--- Start of Listed entries ---

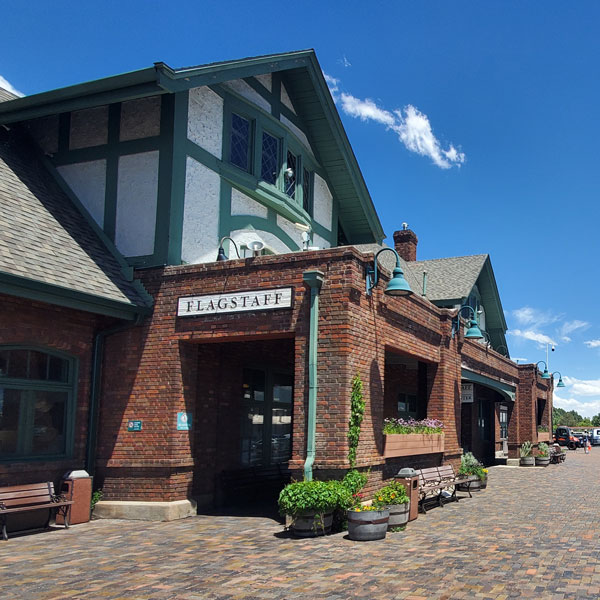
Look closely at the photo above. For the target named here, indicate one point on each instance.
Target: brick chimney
(405, 242)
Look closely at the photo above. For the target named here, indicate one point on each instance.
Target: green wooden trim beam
(61, 296)
(507, 390)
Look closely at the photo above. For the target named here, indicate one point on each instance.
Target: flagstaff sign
(194, 306)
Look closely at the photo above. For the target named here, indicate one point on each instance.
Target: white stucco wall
(320, 242)
(243, 89)
(323, 203)
(243, 205)
(205, 120)
(266, 80)
(290, 229)
(89, 127)
(285, 99)
(140, 118)
(271, 242)
(200, 214)
(297, 132)
(137, 195)
(88, 182)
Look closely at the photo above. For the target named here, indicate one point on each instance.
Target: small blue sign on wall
(184, 421)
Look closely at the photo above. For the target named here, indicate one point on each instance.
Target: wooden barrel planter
(398, 515)
(311, 524)
(472, 483)
(368, 525)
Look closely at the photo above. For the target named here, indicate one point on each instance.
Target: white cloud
(9, 87)
(366, 110)
(583, 387)
(587, 408)
(570, 327)
(534, 317)
(529, 334)
(409, 123)
(334, 86)
(519, 360)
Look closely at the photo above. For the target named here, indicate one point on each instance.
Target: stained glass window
(240, 141)
(270, 158)
(290, 175)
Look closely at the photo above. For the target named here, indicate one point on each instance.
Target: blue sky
(475, 122)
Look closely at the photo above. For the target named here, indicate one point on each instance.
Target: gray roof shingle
(44, 237)
(449, 278)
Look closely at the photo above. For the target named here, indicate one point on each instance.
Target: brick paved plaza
(532, 534)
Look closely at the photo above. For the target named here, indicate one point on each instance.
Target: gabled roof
(450, 279)
(48, 250)
(305, 83)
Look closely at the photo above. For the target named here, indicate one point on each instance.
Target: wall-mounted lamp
(545, 374)
(473, 332)
(560, 381)
(221, 255)
(256, 247)
(397, 286)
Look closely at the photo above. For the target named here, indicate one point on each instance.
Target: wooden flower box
(410, 444)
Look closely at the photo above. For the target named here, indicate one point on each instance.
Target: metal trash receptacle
(77, 486)
(410, 480)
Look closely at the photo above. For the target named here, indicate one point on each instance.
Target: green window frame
(292, 179)
(37, 403)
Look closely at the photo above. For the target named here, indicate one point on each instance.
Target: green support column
(314, 279)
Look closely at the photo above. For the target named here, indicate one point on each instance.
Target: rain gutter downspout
(314, 279)
(95, 383)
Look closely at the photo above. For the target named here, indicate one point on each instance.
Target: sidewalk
(534, 533)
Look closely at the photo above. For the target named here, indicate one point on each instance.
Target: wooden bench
(556, 454)
(433, 481)
(32, 497)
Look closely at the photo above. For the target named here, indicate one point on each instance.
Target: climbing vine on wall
(357, 411)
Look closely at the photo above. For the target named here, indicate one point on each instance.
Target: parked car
(595, 436)
(565, 437)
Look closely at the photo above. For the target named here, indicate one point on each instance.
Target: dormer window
(265, 149)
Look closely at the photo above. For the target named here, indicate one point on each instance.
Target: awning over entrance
(508, 391)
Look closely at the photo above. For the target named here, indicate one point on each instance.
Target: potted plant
(410, 437)
(527, 460)
(474, 473)
(311, 504)
(393, 496)
(543, 456)
(367, 522)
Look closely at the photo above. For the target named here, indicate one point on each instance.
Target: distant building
(127, 349)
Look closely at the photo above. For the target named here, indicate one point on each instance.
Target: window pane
(270, 158)
(282, 388)
(252, 434)
(290, 175)
(10, 402)
(17, 363)
(58, 369)
(240, 141)
(48, 435)
(38, 365)
(281, 434)
(306, 191)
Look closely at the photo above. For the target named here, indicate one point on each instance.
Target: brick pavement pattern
(534, 533)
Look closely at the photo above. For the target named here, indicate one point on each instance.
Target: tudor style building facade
(179, 373)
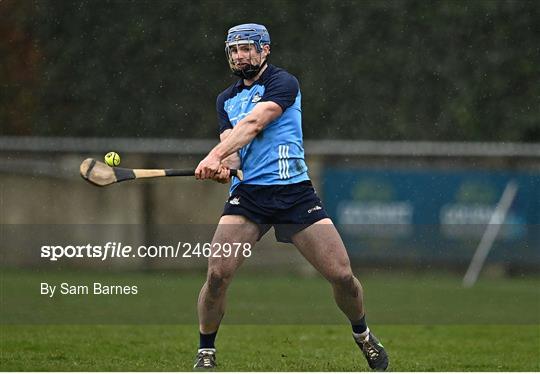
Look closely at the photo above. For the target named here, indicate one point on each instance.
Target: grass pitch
(268, 348)
(273, 323)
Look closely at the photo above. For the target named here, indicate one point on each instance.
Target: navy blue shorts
(289, 208)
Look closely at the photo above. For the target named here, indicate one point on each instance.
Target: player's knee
(218, 279)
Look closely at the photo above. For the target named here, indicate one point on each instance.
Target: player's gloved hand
(223, 175)
(208, 167)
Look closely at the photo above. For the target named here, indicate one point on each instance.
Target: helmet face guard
(250, 34)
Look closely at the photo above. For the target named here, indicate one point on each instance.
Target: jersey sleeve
(223, 117)
(282, 89)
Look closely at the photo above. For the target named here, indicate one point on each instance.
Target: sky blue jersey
(276, 155)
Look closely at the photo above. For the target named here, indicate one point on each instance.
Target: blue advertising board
(432, 215)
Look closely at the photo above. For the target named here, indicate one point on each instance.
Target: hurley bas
(95, 289)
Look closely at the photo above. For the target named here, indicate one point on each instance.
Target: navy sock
(207, 340)
(359, 326)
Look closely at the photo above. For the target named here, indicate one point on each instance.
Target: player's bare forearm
(243, 133)
(247, 129)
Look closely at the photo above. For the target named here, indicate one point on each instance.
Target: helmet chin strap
(250, 71)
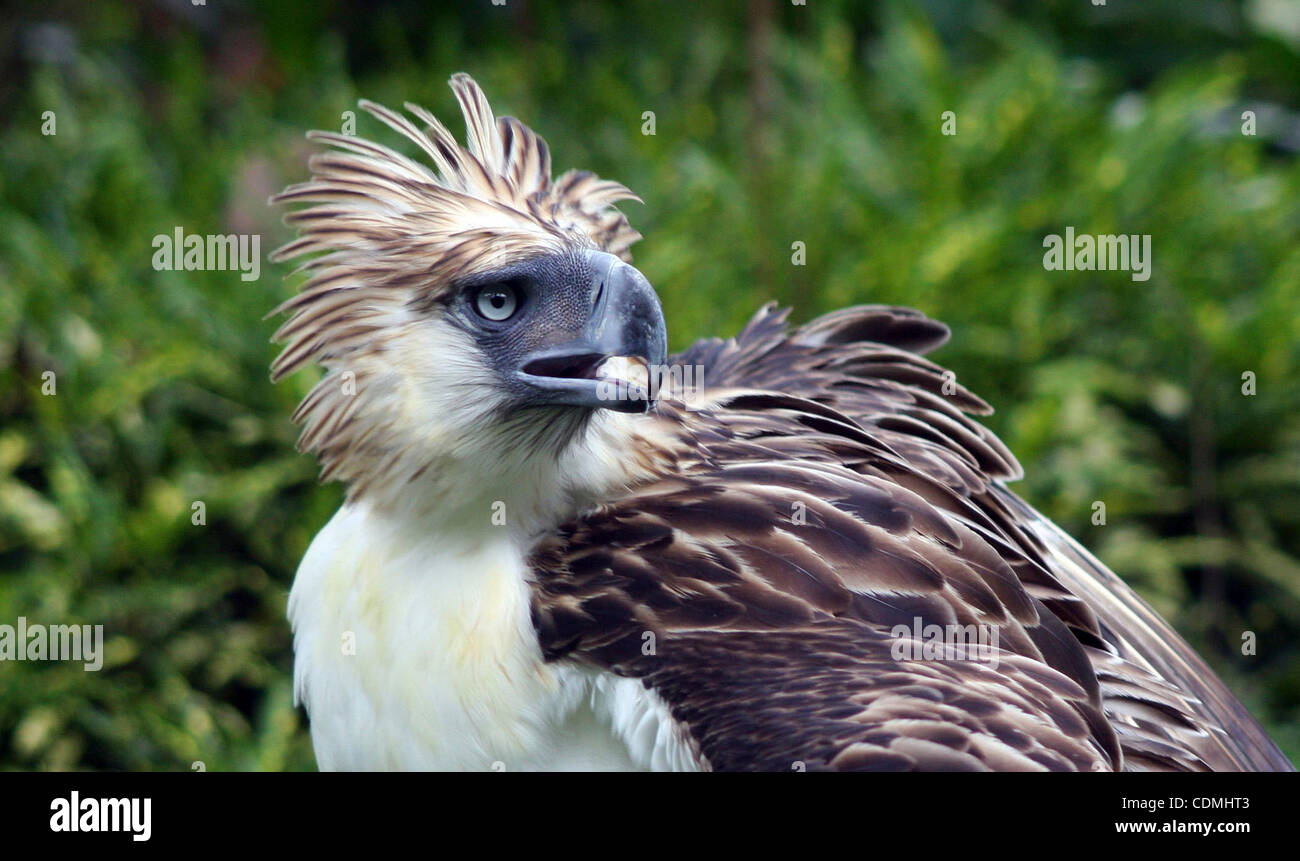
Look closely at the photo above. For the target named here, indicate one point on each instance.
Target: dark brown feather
(827, 487)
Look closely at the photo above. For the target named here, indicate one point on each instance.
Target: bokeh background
(775, 124)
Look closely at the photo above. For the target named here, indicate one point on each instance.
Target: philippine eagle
(550, 557)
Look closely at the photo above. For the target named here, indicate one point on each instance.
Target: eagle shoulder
(830, 501)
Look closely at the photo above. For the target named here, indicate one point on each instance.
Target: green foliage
(1108, 389)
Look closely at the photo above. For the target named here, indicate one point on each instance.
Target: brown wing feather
(828, 487)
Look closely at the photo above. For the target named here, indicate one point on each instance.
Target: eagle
(563, 549)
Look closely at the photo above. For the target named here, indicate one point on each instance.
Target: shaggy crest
(397, 236)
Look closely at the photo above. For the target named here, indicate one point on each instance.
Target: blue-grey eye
(497, 302)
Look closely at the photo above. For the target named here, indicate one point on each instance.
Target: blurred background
(774, 124)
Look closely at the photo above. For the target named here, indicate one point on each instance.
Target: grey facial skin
(573, 311)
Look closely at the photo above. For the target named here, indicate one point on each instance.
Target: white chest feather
(416, 652)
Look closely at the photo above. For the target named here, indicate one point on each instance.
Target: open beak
(622, 346)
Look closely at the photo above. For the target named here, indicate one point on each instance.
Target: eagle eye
(498, 302)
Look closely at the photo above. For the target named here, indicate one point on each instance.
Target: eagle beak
(618, 355)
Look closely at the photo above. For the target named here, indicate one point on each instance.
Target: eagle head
(468, 314)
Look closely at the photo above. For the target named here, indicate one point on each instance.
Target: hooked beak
(622, 345)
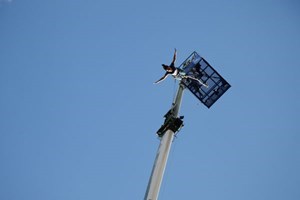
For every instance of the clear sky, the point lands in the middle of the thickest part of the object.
(79, 111)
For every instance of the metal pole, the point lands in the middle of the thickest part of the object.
(163, 152)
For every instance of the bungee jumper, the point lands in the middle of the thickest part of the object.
(177, 73)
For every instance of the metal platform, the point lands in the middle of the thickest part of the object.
(197, 67)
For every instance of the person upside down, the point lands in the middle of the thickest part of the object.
(176, 72)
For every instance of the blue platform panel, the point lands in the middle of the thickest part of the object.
(197, 67)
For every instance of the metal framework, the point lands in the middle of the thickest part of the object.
(208, 86)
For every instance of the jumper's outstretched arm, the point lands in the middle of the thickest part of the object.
(161, 79)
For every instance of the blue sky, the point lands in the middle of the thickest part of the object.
(79, 111)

--- End of Listed entries ---

■ Problem description
Every line above should be returned word for word, with the pictures left behind.

■ Output of the task
Look closely at the photo above. For the target named here, indicate one point on each instance.
Target: brick chimney
(405, 242)
Look closely at the photo above. For the target named here, indicate one point on each instance.
Target: green wooden trim beam
(61, 296)
(507, 390)
Look closely at the photo above. For the target named here, indicate one point on each instance.
Target: flagstaff sign
(194, 306)
Look closely at the photo above. For the target named here, indicate one point on each instance.
Target: white stucco wall
(320, 242)
(243, 89)
(323, 203)
(243, 205)
(205, 120)
(266, 80)
(290, 229)
(89, 127)
(285, 99)
(140, 118)
(271, 242)
(200, 214)
(297, 132)
(137, 195)
(88, 182)
Look closely at the photo above. For the target named here, indicate one point on each instance.
Target: small blue sign on wall
(184, 421)
Look closely at the photo above. For the target named here, indicate one point on each instance.
Target: wooden barrel planter
(398, 515)
(311, 524)
(472, 483)
(368, 525)
Look closely at the photo above. For the target named here, indicate one point on each instance.
Target: white cloud
(9, 87)
(366, 110)
(583, 387)
(587, 408)
(570, 327)
(534, 317)
(529, 334)
(409, 123)
(334, 86)
(519, 360)
Look closely at the photo above. For the target named here, indicate one point on each instance.
Target: stained glass window
(240, 141)
(270, 158)
(290, 175)
Look closely at the photo above. For the target named here, indicate one point on each instance.
Target: blue sky
(475, 122)
Look closely at the photo above. For the target named here, indicate one point on each instance.
Target: gray roof shingle
(44, 237)
(449, 278)
Look closely at the photo above. For the target named here, indicate one point on each instance.
Target: brick paved plaza
(532, 534)
Look closely at the photo above. For the target named here, indicate one point on each instance.
Target: gabled roof
(450, 279)
(48, 250)
(305, 83)
Look closely at the photo above. For the target named here, indicate one point on each instance.
Target: wall-mounted lamp
(545, 374)
(473, 332)
(560, 381)
(221, 255)
(256, 247)
(397, 286)
Look closely at the photo above. For the target named here, indicate one point on each instance.
Target: wooden flower box
(410, 444)
Look closely at the photo above. For the target named here, indicate one point on each instance.
Target: metal trash receptacle
(77, 486)
(410, 480)
Look closely at the photo above. For the target named here, indicate one point on each instance.
Target: green window frame
(292, 179)
(37, 403)
Look closely at the photo above. For the target named here, indicate one point on each instance.
Target: green support column
(314, 279)
Look closely at the photo above. For the target named here, indicate one point on each instance.
Target: rain gutter downspout
(314, 279)
(95, 383)
Look closely at the photo above. For the target named here, indicate one point on each instance.
Target: sidewalk
(534, 533)
Look closely at the photo above. For the target named here, indicate one point on each instance.
Target: wooden bench
(556, 454)
(433, 481)
(32, 497)
Look closely at the photo above. For the target named here, indicate one point on each instance.
Target: climbing vine on wall
(357, 411)
Look closely at the photo above. For the target named here, indicate one point on each instance.
Target: parked car
(595, 436)
(565, 437)
Look closely at the photo above. For the target named here, indicate one point on each instance.
Target: dormer window
(265, 149)
Look closely at the photo above. For the target named here, indicate one point on each instance.
Target: awning over entrance
(508, 391)
Look closely at the photo above. For the target named here, indicate one point on each instance.
Target: potted plant
(410, 437)
(527, 460)
(474, 473)
(311, 504)
(393, 496)
(543, 456)
(367, 522)
Look closely at the photo above. For the target named here, indicate one point on each instance.
Target: distant building
(127, 349)
Look closely at the photo above. For the target named here, indicate one point on each instance.
Target: window pane
(270, 158)
(282, 388)
(252, 434)
(290, 175)
(10, 402)
(17, 363)
(58, 369)
(240, 141)
(48, 435)
(38, 365)
(281, 434)
(306, 191)
Look closely at the photo above. For the target named here, indicate one point on each instance.
Target: brick pavement pattern
(534, 533)
Look closely at the photo above. For the target named here, indicate one point on each instance.
Target: tudor style building facade
(179, 373)
Look closely at the photo above. For the target named here, indicate one point on each instance.
Target: grass pitch
(268, 348)
(273, 323)
Look closely at the photo above. For the target named here, indicate one point on each instance.
Target: navy blue shorts
(289, 208)
Look closely at the photo above. For the target named here, indicate one point on each instance.
Target: player's knee
(218, 279)
Look closely at the photo above. For the target named here, indicate one point on each instance.
Target: player's gloved hand
(223, 175)
(208, 167)
Look closely at the photo above. For the target named here, indicate one point on each instance.
Target: helmet face guard
(250, 34)
Look closely at the photo above. For the target named here, indicate one point on each instance.
Target: jersey sleeve
(223, 117)
(282, 89)
Look closely at the photo above. For the target named here, indicate one point on each instance.
Target: sky blue jersey
(276, 155)
Look closely at the photo above. For the target named here, indicate one point on each instance.
Target: blue advertising board
(432, 215)
Look closely at the photo above. For the target named here, indicate one point on each instance.
Target: hurley bas
(95, 289)
Look closely at the photo above. For the target named here, indicate one point on each instance.
Target: navy sock
(207, 340)
(359, 326)
Look closely at the photo above. For the target named here, indicate one point on each instance.
Target: player's bare forearm
(243, 133)
(247, 129)
Look closely at the photo above. For the target named here, indicate one point on each instance.
Target: helmet chin strap
(250, 71)
Look closely at the photo above. For the target named here, indicate one point on each instance.
Target: dark brown feather
(827, 487)
Look closely at the photo above. For the target named here, indicate one point on each instance.
Target: bokeh background
(775, 124)
Look closely at the photo above. For the target named here, indicate one point on each instance.
Target: philippine eagle
(550, 557)
Look closely at the photo above. For the target named here, indicate one point on each instance.
Target: eagle shoulder
(830, 501)
Look closely at the photo above. For the target named here, indicate one point on each instance.
Target: green foliage
(1108, 389)
Look closely at the photo above. For the target named here, indicate one point on each instance.
Target: brown wing feather
(828, 487)
Look closely at the photo above. For the target named here, indicate one point on each instance.
Target: eagle
(563, 549)
Look closely at the photo above. For the target named here, indicate one point on each instance.
Target: shaggy crest
(397, 236)
Look closely at the photo above. For the target named here, indicate one point on each instance.
Target: blue-grey eye
(497, 302)
Look closely at the photo above. For the target named here, indicate one point on each instance.
Target: blurred background
(774, 124)
Look closely at the photo above. For the target named here, indicate one point on each instance.
Target: grey facial skin
(573, 311)
Look closely at the photo above. For the target named here, indicate one point on each instance.
Target: white chest feather
(416, 652)
Look closely at the photo above. For the target named here, indicate one point on each instance.
Target: open beak
(622, 346)
Look closely at the photo above. For the target named here, indicate one point on each instance.
Target: eagle eye
(498, 302)
Look closely at the photo above. For the target named here, indicate one point on each instance.
Target: eagle beak
(618, 355)
Look closely at the photo above. For the target named here, indicate one point on each instance.
Target: eagle head
(468, 314)
Look closely at the photo above. For the target named here, indicate one point on each instance.
Target: hooked beak
(622, 345)
For every instance of the clear sky, the point lands in the middle of the thickest part of the object.
(79, 111)
For every instance of the metal pole, the point lands in the middle of the thickest part of the object.
(163, 152)
For every instance of the bungee jumper, the point lands in the middle of the thickest part of the object.
(177, 73)
For every instance of the metal platform, the point lands in the middle of the thickest part of the object.
(197, 67)
For every instance of the person upside down, the point lands in the middle of the thickest part of the object.
(176, 72)
For every instance of the blue platform panel, the point lands in the middle of the thickest part of the object.
(197, 67)
For every instance of the metal framework, the point lands in the middle of the thickest part of the object.
(208, 86)
For every instance of the jumper's outstretched arm, the point lands in the middle of the thickest part of the object.
(161, 79)
For every instance of the blue sky, the point lands in the middle of the thickest part of the object.
(79, 111)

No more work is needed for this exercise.